#### [REQUIRED ACTION]
Transcribe the whole listing exactly; the images stay out.

#### [AVAILABLE DATA]
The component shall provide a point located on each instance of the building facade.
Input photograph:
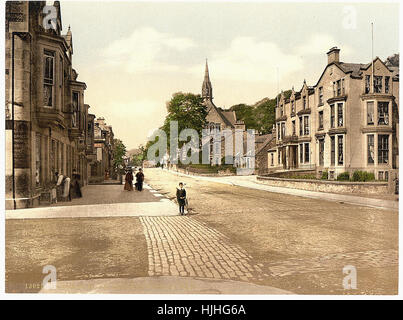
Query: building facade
(102, 166)
(347, 121)
(222, 121)
(45, 111)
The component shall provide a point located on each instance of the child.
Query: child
(181, 197)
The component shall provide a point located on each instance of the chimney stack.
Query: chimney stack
(333, 55)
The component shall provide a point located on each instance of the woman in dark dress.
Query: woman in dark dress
(139, 180)
(129, 181)
(181, 197)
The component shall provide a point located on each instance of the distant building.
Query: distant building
(46, 118)
(347, 121)
(221, 120)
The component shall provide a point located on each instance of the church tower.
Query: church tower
(207, 89)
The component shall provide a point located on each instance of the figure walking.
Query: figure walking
(63, 187)
(181, 197)
(139, 180)
(76, 184)
(129, 181)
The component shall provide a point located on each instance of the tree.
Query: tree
(190, 112)
(119, 151)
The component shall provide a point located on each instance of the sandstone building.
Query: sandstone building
(347, 121)
(47, 121)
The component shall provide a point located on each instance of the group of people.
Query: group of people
(67, 188)
(129, 180)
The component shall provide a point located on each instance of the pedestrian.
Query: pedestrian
(76, 188)
(63, 187)
(139, 180)
(129, 181)
(181, 197)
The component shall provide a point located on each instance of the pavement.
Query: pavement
(252, 182)
(160, 285)
(96, 203)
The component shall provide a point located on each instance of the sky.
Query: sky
(134, 55)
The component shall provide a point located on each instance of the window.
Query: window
(48, 78)
(332, 151)
(370, 149)
(343, 90)
(300, 126)
(306, 152)
(301, 153)
(383, 113)
(76, 114)
(367, 84)
(38, 157)
(340, 150)
(320, 95)
(377, 84)
(370, 112)
(339, 114)
(383, 148)
(320, 120)
(387, 84)
(321, 151)
(338, 87)
(306, 125)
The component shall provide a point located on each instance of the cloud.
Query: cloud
(248, 59)
(143, 50)
(320, 43)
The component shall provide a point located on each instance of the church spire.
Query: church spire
(207, 89)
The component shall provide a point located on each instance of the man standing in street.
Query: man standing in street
(181, 197)
(139, 180)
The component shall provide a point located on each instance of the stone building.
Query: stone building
(347, 121)
(46, 118)
(220, 120)
(102, 167)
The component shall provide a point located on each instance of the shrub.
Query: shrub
(344, 176)
(363, 176)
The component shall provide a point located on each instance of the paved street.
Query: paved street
(265, 242)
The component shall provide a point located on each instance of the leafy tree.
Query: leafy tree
(119, 151)
(190, 112)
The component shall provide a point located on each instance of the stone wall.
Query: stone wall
(327, 186)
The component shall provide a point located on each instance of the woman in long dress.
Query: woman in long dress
(129, 181)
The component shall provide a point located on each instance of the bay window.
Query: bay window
(383, 148)
(383, 113)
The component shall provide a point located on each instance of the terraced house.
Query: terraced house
(46, 118)
(347, 121)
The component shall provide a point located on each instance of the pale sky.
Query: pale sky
(133, 55)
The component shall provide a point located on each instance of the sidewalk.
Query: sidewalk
(162, 285)
(251, 182)
(103, 201)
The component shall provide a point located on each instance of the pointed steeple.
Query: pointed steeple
(207, 89)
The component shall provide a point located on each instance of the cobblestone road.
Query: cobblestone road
(183, 246)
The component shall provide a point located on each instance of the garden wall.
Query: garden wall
(327, 186)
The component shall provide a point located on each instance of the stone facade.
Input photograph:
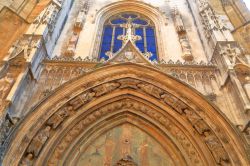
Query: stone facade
(60, 103)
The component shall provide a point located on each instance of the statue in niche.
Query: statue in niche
(25, 45)
(37, 143)
(186, 49)
(180, 28)
(179, 25)
(5, 85)
(130, 27)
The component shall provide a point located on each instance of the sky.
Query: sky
(247, 3)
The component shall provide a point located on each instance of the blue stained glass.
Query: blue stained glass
(140, 43)
(118, 21)
(151, 43)
(141, 22)
(129, 15)
(106, 41)
(153, 57)
(150, 32)
(117, 43)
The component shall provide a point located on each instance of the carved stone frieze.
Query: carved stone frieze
(39, 141)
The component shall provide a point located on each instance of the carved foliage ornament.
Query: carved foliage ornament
(199, 125)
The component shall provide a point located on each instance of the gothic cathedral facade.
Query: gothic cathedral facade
(124, 82)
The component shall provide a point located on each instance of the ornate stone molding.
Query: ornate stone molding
(197, 113)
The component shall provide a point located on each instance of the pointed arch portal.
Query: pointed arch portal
(125, 113)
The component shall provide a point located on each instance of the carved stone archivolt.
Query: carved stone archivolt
(88, 103)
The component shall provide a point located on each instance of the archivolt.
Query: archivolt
(195, 132)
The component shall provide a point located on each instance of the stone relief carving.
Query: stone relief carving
(38, 142)
(150, 89)
(196, 121)
(217, 149)
(193, 118)
(105, 88)
(59, 117)
(126, 161)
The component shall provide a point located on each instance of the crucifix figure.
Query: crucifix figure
(130, 26)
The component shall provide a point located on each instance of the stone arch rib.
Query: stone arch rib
(163, 93)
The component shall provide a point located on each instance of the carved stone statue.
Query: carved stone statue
(186, 49)
(179, 25)
(5, 86)
(37, 143)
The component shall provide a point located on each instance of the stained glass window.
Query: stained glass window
(117, 27)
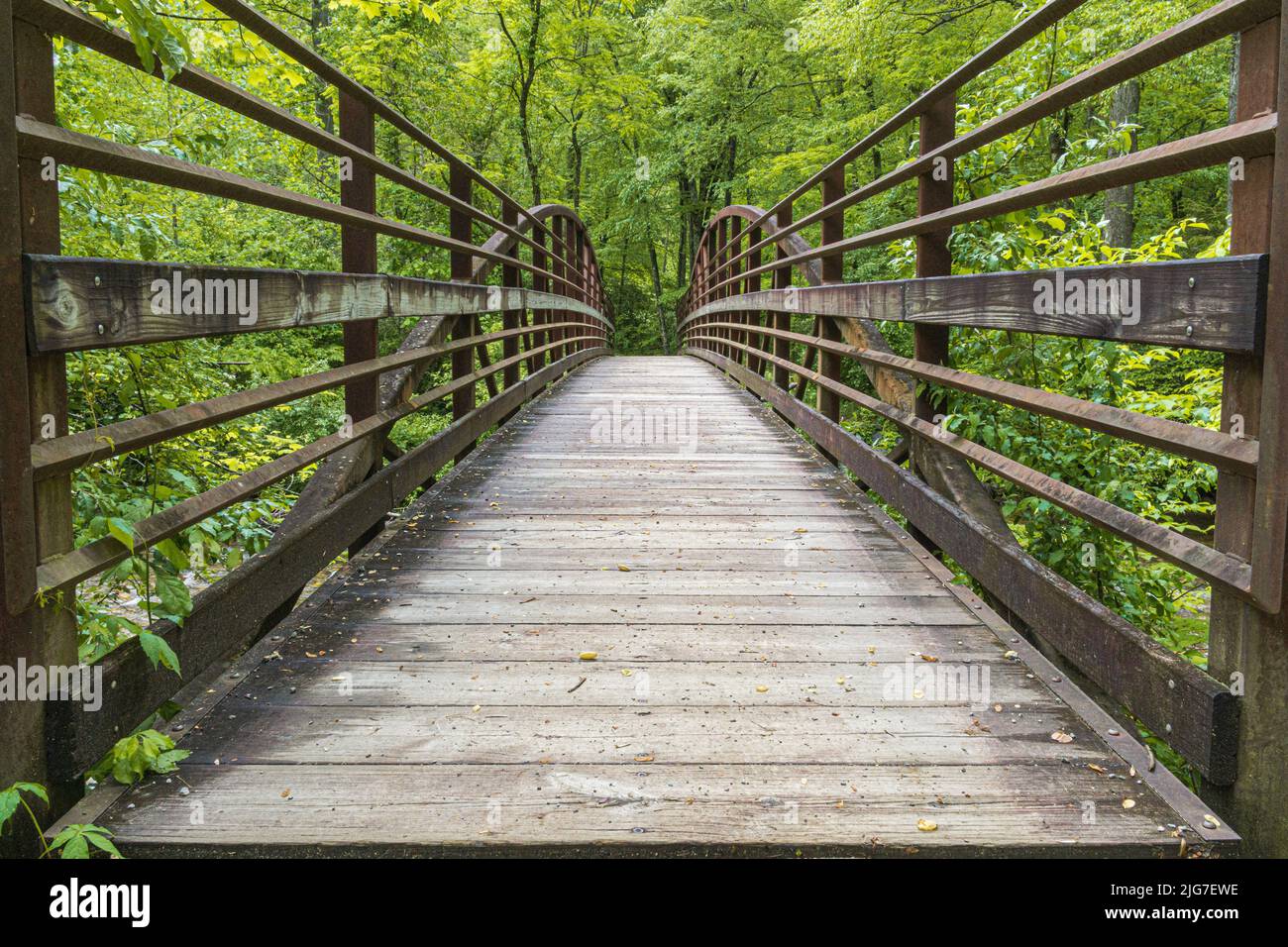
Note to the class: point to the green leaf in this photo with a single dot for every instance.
(8, 805)
(123, 531)
(172, 554)
(159, 652)
(34, 789)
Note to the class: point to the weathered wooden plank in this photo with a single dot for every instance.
(1224, 309)
(1197, 714)
(320, 682)
(612, 581)
(82, 303)
(631, 809)
(635, 644)
(674, 736)
(673, 609)
(441, 673)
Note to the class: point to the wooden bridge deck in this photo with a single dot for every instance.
(780, 669)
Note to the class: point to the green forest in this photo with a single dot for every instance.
(647, 118)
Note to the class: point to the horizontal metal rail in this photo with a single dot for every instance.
(102, 554)
(1197, 715)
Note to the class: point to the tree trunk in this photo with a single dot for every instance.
(1121, 201)
(657, 295)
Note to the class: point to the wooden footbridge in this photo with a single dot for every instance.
(652, 604)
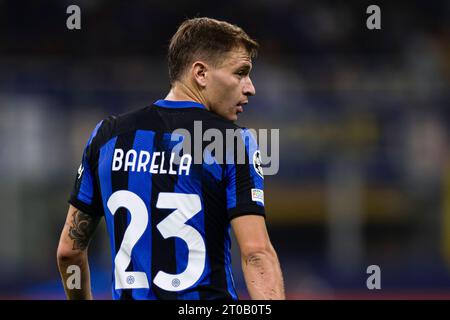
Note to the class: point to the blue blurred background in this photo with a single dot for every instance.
(364, 118)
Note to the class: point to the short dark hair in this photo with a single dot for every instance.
(205, 38)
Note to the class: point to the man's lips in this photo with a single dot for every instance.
(240, 106)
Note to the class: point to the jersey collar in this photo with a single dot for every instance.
(178, 104)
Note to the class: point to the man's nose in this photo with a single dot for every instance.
(249, 89)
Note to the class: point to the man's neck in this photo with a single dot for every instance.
(182, 92)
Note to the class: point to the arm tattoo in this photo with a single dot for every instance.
(81, 229)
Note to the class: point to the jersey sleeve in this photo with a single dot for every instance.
(244, 178)
(85, 194)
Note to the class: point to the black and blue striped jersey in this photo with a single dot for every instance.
(168, 221)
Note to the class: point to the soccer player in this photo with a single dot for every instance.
(169, 221)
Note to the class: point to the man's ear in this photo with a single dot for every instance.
(199, 72)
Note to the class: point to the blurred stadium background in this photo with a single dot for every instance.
(363, 115)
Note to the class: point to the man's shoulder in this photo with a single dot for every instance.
(213, 121)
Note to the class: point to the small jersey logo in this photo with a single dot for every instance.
(258, 195)
(257, 163)
(176, 282)
(80, 171)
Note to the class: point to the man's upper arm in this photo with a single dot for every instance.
(85, 194)
(251, 234)
(244, 179)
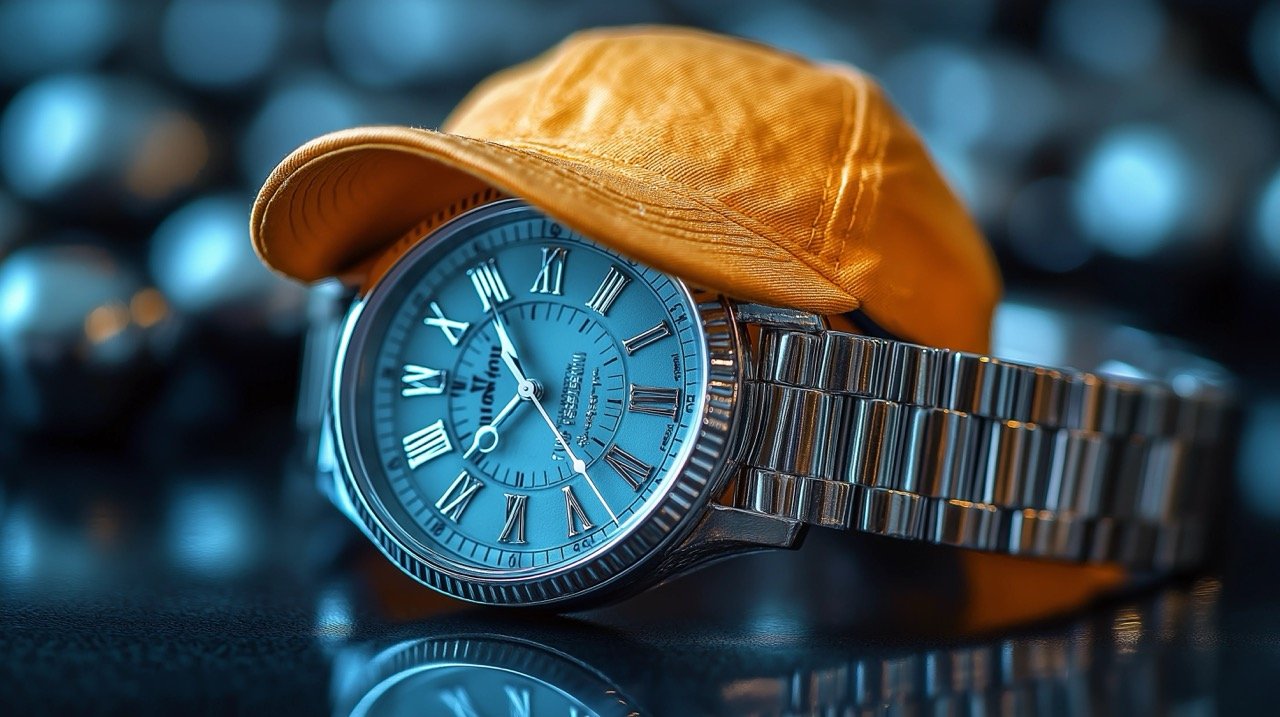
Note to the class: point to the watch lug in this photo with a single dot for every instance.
(726, 531)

#### [OUTPUT OF THE EXERCISE]
The component shall provide a point located on each instance of the building facade.
Input photograph:
Query: building facade
(102, 166)
(347, 121)
(222, 121)
(45, 111)
The component shall provide a point located on each instance of the child.
Query: child
(181, 197)
The component shall provide a point located on each instance of the chimney stack.
Query: chimney stack
(333, 55)
The component shall provide a point located on each instance of the woman in dark dress.
Query: woman in dark dress
(139, 180)
(129, 181)
(181, 197)
The component shall provide a point located on each instance of the distant building.
Query: distant building
(46, 118)
(347, 121)
(221, 120)
The component shall provide a point located on each instance of the church tower.
Query: church tower
(207, 89)
The component shall provide a point located on each instance of the figure walking.
Query: figure walking
(63, 187)
(181, 197)
(139, 180)
(76, 184)
(129, 181)
The component shall provide a point located on each instance of the tree.
Query: tree
(190, 112)
(119, 151)
The component shall provide a point located on each instance of the sandstone building.
Query: sandstone building
(347, 121)
(47, 121)
The component shall provide a point located on each instance of the group of people.
Query: group of people
(67, 188)
(129, 180)
The component shall provide a point located on each instance of the pedestrian.
Query: pedestrian
(76, 188)
(63, 187)
(139, 180)
(129, 181)
(181, 197)
The component shall provide a point located on each instance of the pavement.
Query: pavement
(252, 182)
(160, 285)
(96, 203)
The component shall provide a point located on each instance of the sky.
Query: sky
(134, 55)
The component shall provide a point located on each instance of the window.
Query: window
(48, 78)
(332, 151)
(370, 149)
(343, 90)
(300, 126)
(306, 152)
(301, 153)
(383, 113)
(76, 114)
(367, 84)
(38, 157)
(340, 150)
(320, 95)
(377, 84)
(370, 112)
(339, 114)
(383, 148)
(320, 120)
(387, 84)
(321, 151)
(338, 87)
(306, 125)
The component shall provide a point located on each instance of the cloud.
Query: cloud
(248, 59)
(143, 50)
(320, 43)
The component shall provide a point located on each instance of the church spire.
Query: church spire
(207, 89)
The component shall provide a point located on each instance of the man standing in street.
Query: man standing in street
(181, 197)
(139, 180)
The component shall provide a point located on each instance of the stone building.
Query: stone building
(347, 121)
(46, 118)
(220, 120)
(102, 167)
The component shall provide a point located on each instance of the shrub.
Query: shrub
(344, 176)
(363, 176)
The component shall provide a point located on each instance of the paved street.
Query: paved street
(265, 242)
The component shall provide a point located on each instance of the leafy tree.
Query: leafy tree
(119, 151)
(190, 112)
The component shall provide a point located on each instance of the stone wall.
Query: stone wall
(327, 186)
The component shall provide a point located on each instance of the woman in long dress.
Query: woman in long dress
(129, 181)
The component shall provide a point located on each instance of the bay window.
Query: bay window
(383, 148)
(383, 113)
The component shall provide a point located on each instance of the terraced house.
Query: terraced house
(46, 118)
(347, 121)
The component shall provide a point located on each instance of the pale sky.
Query: pale sky
(133, 55)
The component shall provide a point located on each instance of the sidewalk.
Query: sidewalk
(162, 285)
(251, 182)
(103, 201)
The component shall provide a point located on each instance of the pointed steeple.
Query: pointed steeple
(207, 89)
The component shall provide a point located on each instance of the cobblestone road.
Query: cobblestone road
(183, 246)
The component shall provide a point located on each instance of the garden wall.
Query: garden wall
(327, 186)
The component shall provide a point located on each instance of the stone facade.
Input photograph:
Query: stone facade
(60, 103)
The component shall provide a point located on each instance of the statue in niche.
Query: statue in niche
(25, 45)
(37, 143)
(186, 49)
(180, 28)
(179, 25)
(5, 85)
(130, 27)
The component shall provide a point located on each instance of the sky.
Query: sky
(247, 3)
The component shall provide a point located on each instance of the blue stained glass.
Query: blue stained glass
(140, 43)
(118, 21)
(151, 43)
(141, 22)
(129, 15)
(106, 41)
(153, 57)
(150, 32)
(117, 43)
The component shall provide a point located on each instance of the carved stone frieze.
Query: carved stone frieze
(39, 141)
The component shall provide a point located on each instance of the carved foliage ornament.
Query: carved foliage ornament
(199, 125)
The component shall provide a point located on each instance of the gothic cathedral facade.
Query: gothic cathedral facade
(124, 82)
The component shall provide a point located on each instance of the ornate stone molding.
Query: ornate stone molding
(197, 113)
The component shall provide a point located on each instance of the pointed arch portal.
Query: pointed arch portal
(125, 113)
The component shall provide a point located on each instance of the carved stone archivolt.
Query: carved stone archivolt
(88, 103)
The component shall provide a point located on each instance of the archivolt.
Query: archivolt
(195, 132)
The component shall provide a point located on each instance of the stone relief carving.
Query: stone relief carving
(38, 142)
(150, 89)
(196, 121)
(217, 149)
(193, 118)
(105, 88)
(59, 117)
(126, 161)
The component shall provide a point located on each instance of the crucifix figure.
Query: crucifix figure
(130, 26)
The component shall provide a point located on each instance of the stone arch rib.
Query: stone arch rib
(163, 93)
The component shall provide a point located on each instance of the carved stone statue.
Query: carved stone statue
(186, 49)
(179, 25)
(5, 86)
(37, 143)
The component shall provide a point located on each instance of the stained glass window.
Query: stained glass window
(117, 27)
Note to the class: point to the green leaf in this photo with a single dot for every instance.
(8, 805)
(123, 531)
(172, 554)
(159, 652)
(34, 789)
Note to the class: point to the weathered wooden plank in this photo with a single dot for every instance.
(1224, 309)
(1197, 714)
(320, 682)
(612, 581)
(82, 303)
(631, 809)
(635, 644)
(674, 736)
(673, 609)
(441, 673)
Note to the class: point to the wooden bridge deck in this photo with a single dot for every instance.
(780, 669)
Note to the class: point to the green forest in this photo with a single dot for every instance.
(647, 118)
Note to the class: point to the horizontal metal rail in this photo with a single dot for every instance.
(102, 554)
(1197, 715)
Note to the class: point to the tree trunk in this photo with a single dot for every instance.
(1121, 201)
(657, 295)
Note to the class: point to the wooden footbridge in this photo with a single dot for every instance.
(652, 604)
Note to the class: point to the blue blurred background in this photo with a single dot for every instance.
(364, 118)
Note to the class: point to the short dark hair in this photo with a single dot for every instance.
(205, 38)
Note to the class: point to the man's lips in this photo with a single dot for every instance.
(240, 106)
Note to the class: point to the jersey collar in this photo with a single dot for every instance.
(178, 104)
Note to the class: point to the man's nose in this photo with a single dot for every instance.
(249, 89)
Note to the class: point to the man's neck in this photo with a single dot for every instance.
(182, 92)
Note to the class: point to the arm tattoo in this photo with a single dot for every instance.
(81, 229)
Note to the class: point to the jersey sleeve in this photo with a single dot for every instance.
(244, 178)
(85, 194)
Note to the class: point to the black and blue striped jersey in this photo with a single dot for every instance.
(168, 221)
Note to the class: point to the soccer player in this photo with a single dot for every instance.
(169, 221)
Note to the class: point to the man's ear in this photo with a single dot for every instance.
(199, 72)
Note to the class: point to the blurred stadium background in this photo with a single dot for every instance.
(363, 115)
Note to the class: point to the man's shoulder in this photo with a single dot for every instance.
(213, 121)
Note to the class: point to the small jersey logo in this photo with a single dot for every instance.
(258, 195)
(257, 163)
(176, 282)
(80, 171)
Note to the class: point to the man's upper arm in this photo with a single dot for every instance.
(85, 194)
(251, 234)
(244, 179)
Note to the class: point to the watch lug in this photo with a single dot for every instance.
(726, 531)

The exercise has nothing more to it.